TUGAS YANG DIKERJAKAN
**A)** Menurut teks tentang harga minyak, berapa harga minyak mentah WTI per barel setelah naik US$0,3?
**B)** Ganti "sempat" dengan "pernah" dalam bagian teks tentang harga minyak mulai dari "Dilansir dari" sampai "US$54,55 per barel.", lalu tuliskan bagian itu.

TEKS BACAAN

Jakarta, CNN Indonesia --
Harga minyak mentah dunia menguat tipis pada perdagangan Selasa (4/12), waktu Amerika Serikat (AS). Penguatan terjadi di tengah kekhawatiran pasar terhadap pelemahan permintaan akibat
perang dagang AS-China. Selain itu, kekhawatiran terhadap sikap enggan Rusia untuk menyepakati kebijakan pemangkasan produksi juga turut menahan penguatan harga minyak.
Dilansir dari
Reuters, Rabu (5/12), harga minyak mentah AS berjangka West Texas Intermediate (WTI) naik US$0,3 menjadi US$53,25 per barel. Selama sesi perdagangan, harga WTI sempat terdongkrak hingga US$54,55 per barel.

DATA TERCATAT
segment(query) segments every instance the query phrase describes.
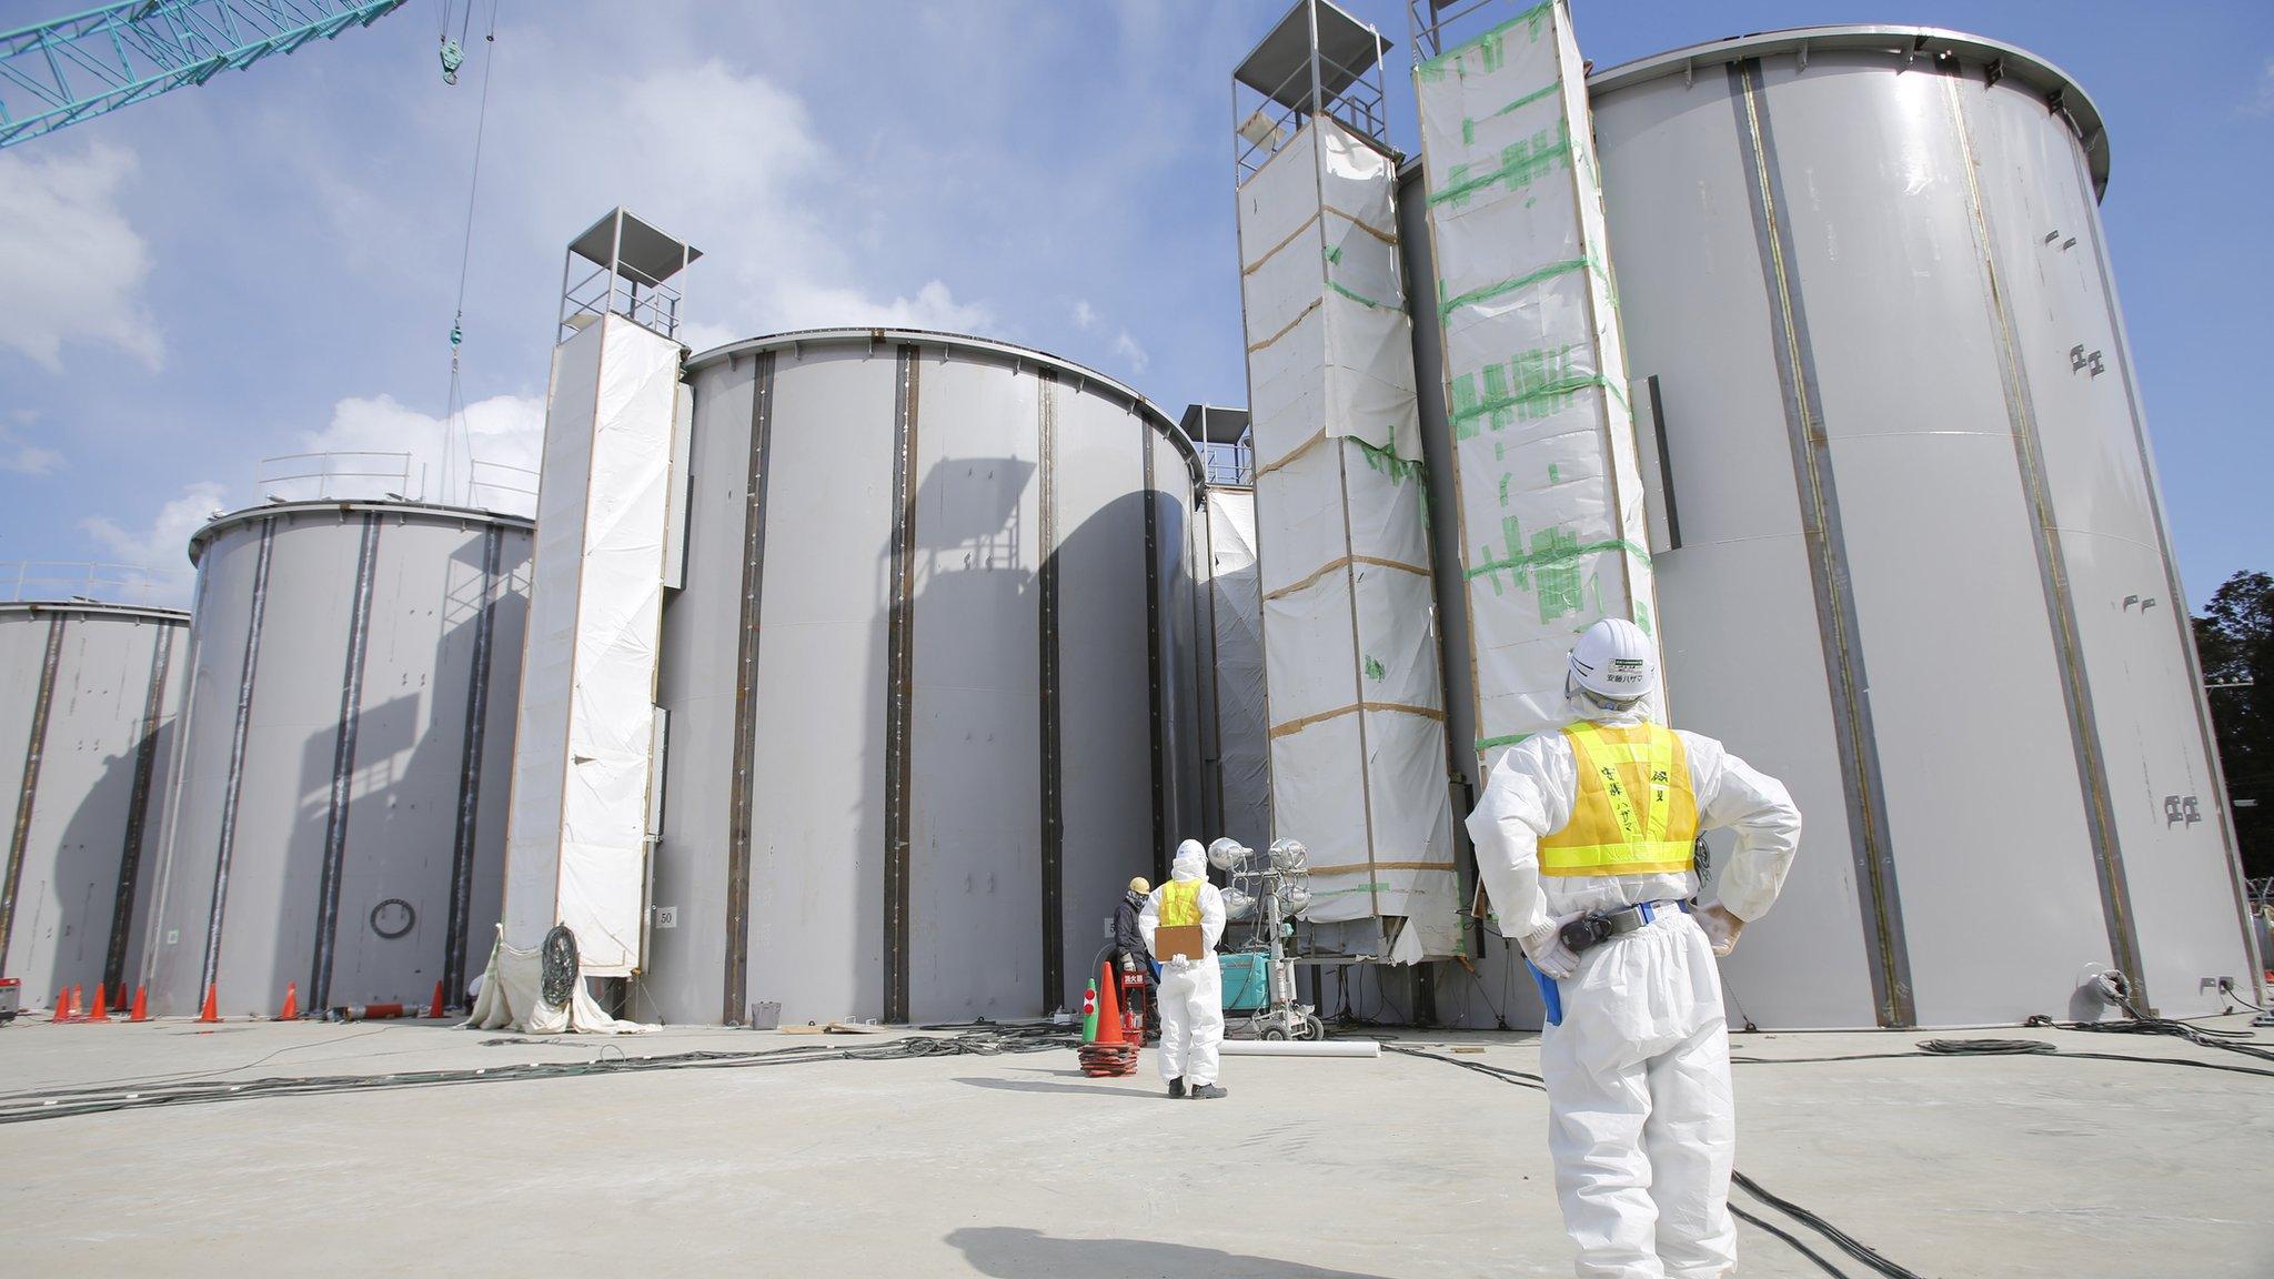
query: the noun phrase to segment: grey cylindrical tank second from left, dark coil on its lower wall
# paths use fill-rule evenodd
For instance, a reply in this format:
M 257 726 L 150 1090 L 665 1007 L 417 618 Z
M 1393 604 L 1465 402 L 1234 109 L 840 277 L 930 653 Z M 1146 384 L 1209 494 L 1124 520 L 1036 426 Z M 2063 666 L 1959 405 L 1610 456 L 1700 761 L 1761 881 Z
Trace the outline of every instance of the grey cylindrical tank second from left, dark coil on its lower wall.
M 462 1001 L 498 919 L 530 521 L 280 503 L 189 544 L 189 705 L 150 997 Z

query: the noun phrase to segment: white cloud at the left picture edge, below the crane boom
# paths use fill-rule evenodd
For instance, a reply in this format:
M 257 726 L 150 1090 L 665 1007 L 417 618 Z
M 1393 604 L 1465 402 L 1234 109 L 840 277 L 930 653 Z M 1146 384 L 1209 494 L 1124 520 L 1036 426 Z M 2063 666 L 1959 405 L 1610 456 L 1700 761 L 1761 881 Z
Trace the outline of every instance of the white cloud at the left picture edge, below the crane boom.
M 150 371 L 166 362 L 143 303 L 150 248 L 118 212 L 132 175 L 134 152 L 105 143 L 0 155 L 0 348 L 50 373 L 68 341 L 114 346 Z

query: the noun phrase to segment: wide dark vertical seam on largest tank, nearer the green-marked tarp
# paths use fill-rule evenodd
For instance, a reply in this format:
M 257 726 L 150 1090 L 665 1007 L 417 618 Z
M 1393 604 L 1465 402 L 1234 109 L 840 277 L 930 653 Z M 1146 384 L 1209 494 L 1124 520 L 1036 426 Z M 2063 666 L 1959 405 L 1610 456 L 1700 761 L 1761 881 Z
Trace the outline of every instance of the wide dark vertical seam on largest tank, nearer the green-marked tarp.
M 1903 906 L 1894 874 L 1894 837 L 1878 771 L 1878 735 L 1872 724 L 1869 678 L 1862 633 L 1849 587 L 1846 539 L 1840 523 L 1840 492 L 1833 480 L 1831 439 L 1817 391 L 1815 353 L 1799 282 L 1785 264 L 1787 225 L 1783 180 L 1776 173 L 1776 141 L 1767 105 L 1758 100 L 1760 61 L 1731 64 L 1731 102 L 1737 114 L 1737 150 L 1751 187 L 1753 232 L 1760 241 L 1762 284 L 1769 294 L 1776 339 L 1776 373 L 1783 385 L 1785 428 L 1799 485 L 1801 533 L 1808 544 L 1808 576 L 1824 635 L 1824 674 L 1833 726 L 1840 742 L 1840 774 L 1849 803 L 1849 840 L 1862 888 L 1862 933 L 1869 951 L 1872 995 L 1885 1026 L 1917 1024 L 1910 990 L 1910 951 L 1903 938 Z

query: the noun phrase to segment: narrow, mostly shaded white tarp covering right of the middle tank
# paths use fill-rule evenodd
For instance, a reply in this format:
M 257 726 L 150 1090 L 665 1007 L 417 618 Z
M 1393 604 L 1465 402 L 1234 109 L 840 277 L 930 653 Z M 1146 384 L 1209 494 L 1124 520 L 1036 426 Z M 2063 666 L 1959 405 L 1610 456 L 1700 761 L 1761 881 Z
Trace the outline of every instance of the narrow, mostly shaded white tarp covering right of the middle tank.
M 1264 617 L 1255 578 L 1255 494 L 1207 492 L 1207 596 L 1214 621 L 1217 785 L 1223 831 L 1251 849 L 1271 840 Z

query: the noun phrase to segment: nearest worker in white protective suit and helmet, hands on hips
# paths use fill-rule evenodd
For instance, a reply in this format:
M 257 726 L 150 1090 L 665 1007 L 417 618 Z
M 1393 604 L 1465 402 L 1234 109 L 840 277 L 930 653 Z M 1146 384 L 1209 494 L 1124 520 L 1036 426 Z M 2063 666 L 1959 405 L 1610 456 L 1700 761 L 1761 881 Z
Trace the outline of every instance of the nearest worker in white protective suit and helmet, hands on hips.
M 1801 837 L 1783 783 L 1649 719 L 1655 690 L 1642 628 L 1590 626 L 1565 683 L 1571 724 L 1510 746 L 1469 815 L 1501 935 L 1549 1001 L 1549 1152 L 1583 1279 L 1703 1279 L 1737 1263 L 1715 956 L 1776 901 Z M 1696 833 L 1721 826 L 1737 847 L 1717 901 L 1692 910 Z

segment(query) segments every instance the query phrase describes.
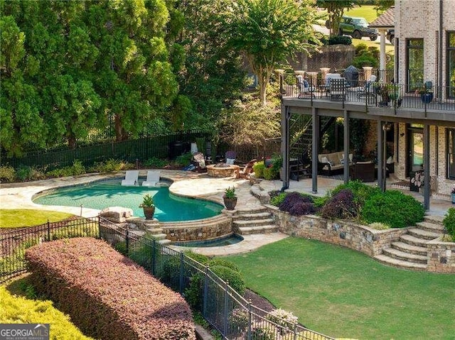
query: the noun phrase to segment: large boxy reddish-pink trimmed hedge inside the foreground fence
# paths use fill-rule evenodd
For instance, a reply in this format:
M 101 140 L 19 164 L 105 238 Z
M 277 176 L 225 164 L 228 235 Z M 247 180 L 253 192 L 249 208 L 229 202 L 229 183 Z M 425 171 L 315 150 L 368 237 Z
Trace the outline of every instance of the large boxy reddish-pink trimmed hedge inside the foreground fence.
M 30 282 L 97 339 L 195 340 L 191 309 L 129 258 L 95 238 L 26 251 Z

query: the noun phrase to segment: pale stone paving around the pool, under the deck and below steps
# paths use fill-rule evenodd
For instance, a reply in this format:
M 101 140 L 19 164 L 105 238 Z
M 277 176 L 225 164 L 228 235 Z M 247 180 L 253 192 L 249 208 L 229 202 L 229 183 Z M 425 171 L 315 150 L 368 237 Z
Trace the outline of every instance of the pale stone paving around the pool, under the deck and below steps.
M 140 177 L 146 177 L 146 170 L 140 170 Z M 43 206 L 40 204 L 34 204 L 32 198 L 34 195 L 43 192 L 45 190 L 51 190 L 58 187 L 65 187 L 70 185 L 80 185 L 87 182 L 96 180 L 104 180 L 106 178 L 123 178 L 124 172 L 118 172 L 109 175 L 99 174 L 88 174 L 76 177 L 63 177 L 53 178 L 50 180 L 39 180 L 34 182 L 21 182 L 21 183 L 1 183 L 0 187 L 0 206 L 2 209 L 43 209 L 53 210 L 58 212 L 68 212 L 75 215 L 81 215 L 80 207 L 59 207 L 59 206 Z M 168 180 L 172 180 L 173 184 L 169 187 L 169 190 L 173 194 L 189 197 L 200 197 L 203 199 L 209 199 L 214 202 L 223 204 L 223 193 L 227 187 L 235 187 L 235 193 L 237 194 L 237 209 L 254 209 L 261 207 L 259 199 L 254 197 L 251 192 L 250 182 L 243 179 L 235 179 L 233 177 L 217 178 L 209 177 L 206 173 L 188 172 L 180 170 L 161 170 L 161 177 Z M 336 185 L 341 184 L 341 180 L 336 180 L 328 177 L 318 177 L 318 196 L 326 194 L 328 190 L 331 190 Z M 387 182 L 387 187 L 390 187 L 392 180 Z M 372 183 L 375 185 L 375 183 Z M 263 180 L 260 182 L 260 186 L 263 190 L 281 190 L 282 181 Z M 303 179 L 299 181 L 291 181 L 289 189 L 287 191 L 297 191 L 311 193 L 312 180 Z M 404 191 L 406 194 L 412 194 L 416 199 L 423 202 L 422 194 L 418 192 Z M 439 199 L 431 199 L 430 209 L 427 214 L 435 216 L 444 216 L 447 209 L 453 207 L 453 204 L 449 201 L 443 201 Z M 92 217 L 97 216 L 99 210 L 82 207 L 82 216 Z M 278 241 L 282 238 L 286 238 L 286 234 L 274 233 L 274 234 L 256 234 L 256 235 L 245 235 L 245 240 L 233 244 L 230 246 L 223 247 L 207 247 L 207 248 L 192 248 L 197 253 L 204 253 L 208 256 L 226 256 L 233 253 L 245 253 L 252 251 L 263 246 L 264 244 Z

JAWABAN LATIHAN
**A)** US$53,25 per barel.

**B)**
Dilansir dari
Reuters, Rabu (5/12), harga minyak mentah AS berjangka West Texas Intermediate (WTI) naik US$0,3 menjadi US$53,25 per barel. Selama sesi perdagangan, harga WTI pernah terdongkrak hingga US$54,55 per barel.